──────── RAW DATA ────────

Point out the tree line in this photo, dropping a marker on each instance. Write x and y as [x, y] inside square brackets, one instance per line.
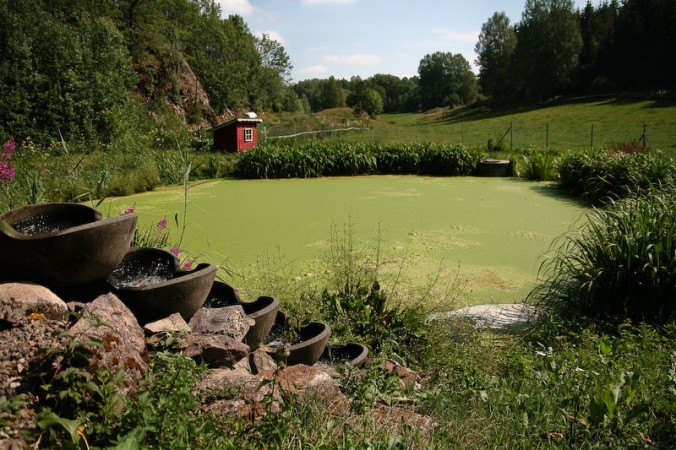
[556, 50]
[73, 69]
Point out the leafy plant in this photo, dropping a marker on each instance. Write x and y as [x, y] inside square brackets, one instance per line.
[538, 164]
[620, 262]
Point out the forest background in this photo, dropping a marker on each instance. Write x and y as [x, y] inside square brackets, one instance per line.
[115, 74]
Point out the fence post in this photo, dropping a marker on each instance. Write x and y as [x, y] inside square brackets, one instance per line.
[511, 135]
[644, 137]
[591, 144]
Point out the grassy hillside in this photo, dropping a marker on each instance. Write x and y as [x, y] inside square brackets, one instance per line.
[570, 125]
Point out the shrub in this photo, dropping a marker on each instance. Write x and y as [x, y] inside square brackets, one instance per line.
[328, 158]
[538, 164]
[454, 160]
[620, 262]
[597, 177]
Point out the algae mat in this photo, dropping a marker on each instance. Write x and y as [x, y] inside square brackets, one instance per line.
[489, 232]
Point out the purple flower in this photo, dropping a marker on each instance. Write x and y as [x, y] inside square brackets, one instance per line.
[162, 224]
[7, 172]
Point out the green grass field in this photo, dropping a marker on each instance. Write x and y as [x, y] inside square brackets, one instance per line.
[570, 126]
[485, 234]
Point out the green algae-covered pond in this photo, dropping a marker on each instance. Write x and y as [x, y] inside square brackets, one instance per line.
[489, 232]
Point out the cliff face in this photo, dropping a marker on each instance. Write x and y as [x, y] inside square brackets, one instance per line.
[194, 106]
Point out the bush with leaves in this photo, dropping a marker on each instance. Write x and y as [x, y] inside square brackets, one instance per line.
[621, 262]
[598, 177]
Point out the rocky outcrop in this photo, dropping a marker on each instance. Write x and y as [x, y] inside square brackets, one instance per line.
[19, 301]
[215, 350]
[108, 320]
[241, 383]
[230, 321]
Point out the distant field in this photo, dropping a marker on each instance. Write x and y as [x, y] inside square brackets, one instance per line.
[570, 126]
[487, 232]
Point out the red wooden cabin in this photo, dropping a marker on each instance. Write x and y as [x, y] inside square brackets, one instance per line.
[237, 135]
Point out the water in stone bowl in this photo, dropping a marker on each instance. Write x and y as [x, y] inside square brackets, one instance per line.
[62, 244]
[152, 285]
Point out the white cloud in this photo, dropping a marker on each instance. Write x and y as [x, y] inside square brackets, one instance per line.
[240, 7]
[454, 36]
[358, 59]
[274, 35]
[324, 2]
[316, 49]
[315, 70]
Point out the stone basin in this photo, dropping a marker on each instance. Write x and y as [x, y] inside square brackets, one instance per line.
[149, 281]
[350, 353]
[495, 168]
[263, 311]
[308, 345]
[62, 244]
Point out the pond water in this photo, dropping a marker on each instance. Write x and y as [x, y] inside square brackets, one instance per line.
[487, 234]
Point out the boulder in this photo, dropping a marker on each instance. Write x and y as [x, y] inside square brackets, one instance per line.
[25, 300]
[123, 342]
[172, 324]
[231, 321]
[216, 350]
[309, 383]
[238, 393]
[409, 378]
[261, 361]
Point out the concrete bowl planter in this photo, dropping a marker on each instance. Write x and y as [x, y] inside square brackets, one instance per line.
[62, 244]
[263, 311]
[308, 344]
[350, 353]
[149, 281]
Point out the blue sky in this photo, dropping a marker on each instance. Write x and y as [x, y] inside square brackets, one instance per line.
[344, 38]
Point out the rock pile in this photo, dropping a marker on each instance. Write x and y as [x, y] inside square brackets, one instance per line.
[34, 320]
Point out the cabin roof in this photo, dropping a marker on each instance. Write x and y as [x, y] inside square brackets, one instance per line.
[236, 121]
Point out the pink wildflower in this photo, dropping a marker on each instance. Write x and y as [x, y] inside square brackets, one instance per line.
[7, 172]
[162, 224]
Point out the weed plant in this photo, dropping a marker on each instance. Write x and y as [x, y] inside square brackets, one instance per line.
[621, 262]
[335, 158]
[599, 176]
[538, 164]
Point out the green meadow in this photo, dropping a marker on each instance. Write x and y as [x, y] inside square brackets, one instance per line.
[569, 126]
[487, 235]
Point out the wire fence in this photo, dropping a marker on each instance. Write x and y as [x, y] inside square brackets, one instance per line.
[505, 135]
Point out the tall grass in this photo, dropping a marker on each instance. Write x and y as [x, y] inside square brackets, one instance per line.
[333, 158]
[621, 262]
[598, 176]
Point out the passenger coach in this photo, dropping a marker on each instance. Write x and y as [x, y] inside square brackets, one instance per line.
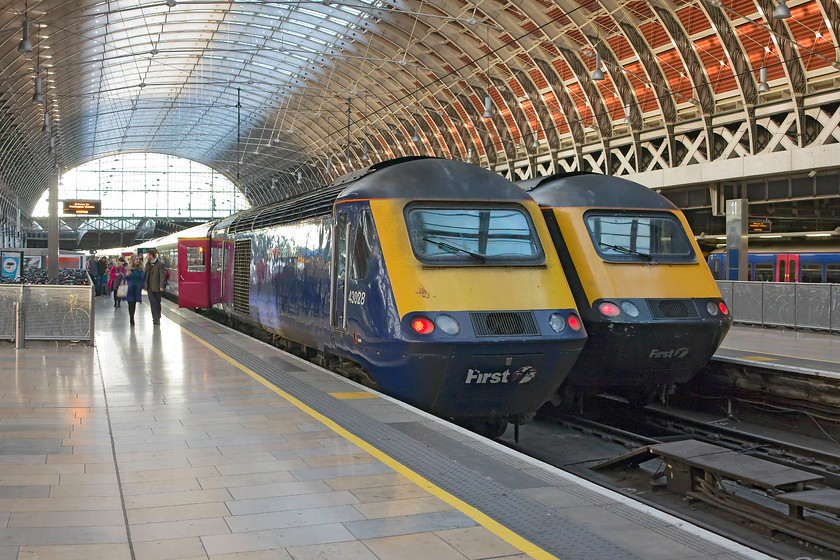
[435, 279]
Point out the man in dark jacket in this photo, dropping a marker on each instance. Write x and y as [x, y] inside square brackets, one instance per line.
[154, 283]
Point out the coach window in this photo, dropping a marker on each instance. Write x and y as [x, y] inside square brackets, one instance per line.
[195, 259]
[362, 246]
[811, 273]
[763, 272]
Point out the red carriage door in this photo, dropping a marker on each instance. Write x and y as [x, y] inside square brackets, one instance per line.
[787, 268]
[193, 272]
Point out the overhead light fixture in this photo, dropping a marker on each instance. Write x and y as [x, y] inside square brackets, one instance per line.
[781, 11]
[37, 97]
[598, 74]
[763, 86]
[25, 45]
[488, 107]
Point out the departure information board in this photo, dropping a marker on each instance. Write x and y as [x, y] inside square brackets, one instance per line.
[82, 207]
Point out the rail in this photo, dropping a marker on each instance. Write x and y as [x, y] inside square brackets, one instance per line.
[46, 312]
[783, 304]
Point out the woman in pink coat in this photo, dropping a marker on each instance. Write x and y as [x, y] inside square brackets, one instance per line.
[117, 277]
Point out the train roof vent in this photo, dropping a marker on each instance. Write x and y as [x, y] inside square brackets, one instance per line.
[503, 323]
[672, 308]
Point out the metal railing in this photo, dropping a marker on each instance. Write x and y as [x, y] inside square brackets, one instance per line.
[46, 312]
[783, 304]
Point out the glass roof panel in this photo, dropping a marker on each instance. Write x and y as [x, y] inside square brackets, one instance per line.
[150, 185]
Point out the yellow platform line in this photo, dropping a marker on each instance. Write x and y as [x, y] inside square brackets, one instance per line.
[485, 521]
[354, 395]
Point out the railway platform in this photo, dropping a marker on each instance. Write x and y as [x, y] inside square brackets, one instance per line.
[803, 351]
[188, 440]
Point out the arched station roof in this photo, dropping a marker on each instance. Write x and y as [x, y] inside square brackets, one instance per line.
[282, 96]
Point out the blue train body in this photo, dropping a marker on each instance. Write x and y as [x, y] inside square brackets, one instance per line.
[427, 275]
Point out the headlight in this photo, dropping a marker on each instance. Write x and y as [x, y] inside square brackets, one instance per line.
[422, 325]
[630, 308]
[557, 322]
[609, 309]
[447, 324]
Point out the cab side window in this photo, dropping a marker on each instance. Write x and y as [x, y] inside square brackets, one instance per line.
[341, 245]
[362, 246]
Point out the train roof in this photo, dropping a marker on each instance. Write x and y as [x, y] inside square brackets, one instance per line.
[431, 179]
[419, 178]
[585, 189]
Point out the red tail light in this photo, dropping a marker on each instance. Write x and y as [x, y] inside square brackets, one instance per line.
[422, 325]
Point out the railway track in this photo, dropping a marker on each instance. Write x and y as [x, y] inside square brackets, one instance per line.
[723, 503]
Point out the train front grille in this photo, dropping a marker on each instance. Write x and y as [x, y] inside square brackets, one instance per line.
[503, 323]
[672, 308]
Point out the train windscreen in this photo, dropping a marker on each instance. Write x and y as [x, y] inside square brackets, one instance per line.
[639, 237]
[463, 235]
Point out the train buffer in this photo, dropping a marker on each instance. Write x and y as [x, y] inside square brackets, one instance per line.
[689, 460]
[823, 499]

────────

Repeat exactly, and only, the lines from the one containing "Point out the cab side" through the end of the material.

__WORKED ANSWER__:
Point out the cab side window in this photo, dropping a marker on each instance. Write x and y as [x, y] inside square brackets, one instance per line.
[341, 245]
[362, 246]
Point out the train roof in this photo, dropping a marker on each instance. Write x and y as [x, y] inside square brackets, one instance per line.
[431, 179]
[419, 178]
[585, 189]
Point out the red tail light in this photo, dropping a marker on each instance. Write x and y as [x, y] inside square brackets, one instance per line.
[422, 325]
Point out the railway track in this photo, dropping a marker on each instance. Write x and y as [x, y] inside square brackets, one instance per line.
[723, 503]
Point out the train front grille in this photo, dropping a marker on each instance. Write x and y as [x, y] inside square brackets, one instance per line.
[503, 323]
[672, 308]
Point out the train windscreen in this photo, dropping a marker on each instance. Write x and y as [x, y] inside square brackets, one instance per line.
[639, 237]
[463, 235]
Point out the train buffer in this photo, dropping a marker on each instance. Write x and y as [x, y] inside square brackets, one instance per line.
[689, 460]
[823, 499]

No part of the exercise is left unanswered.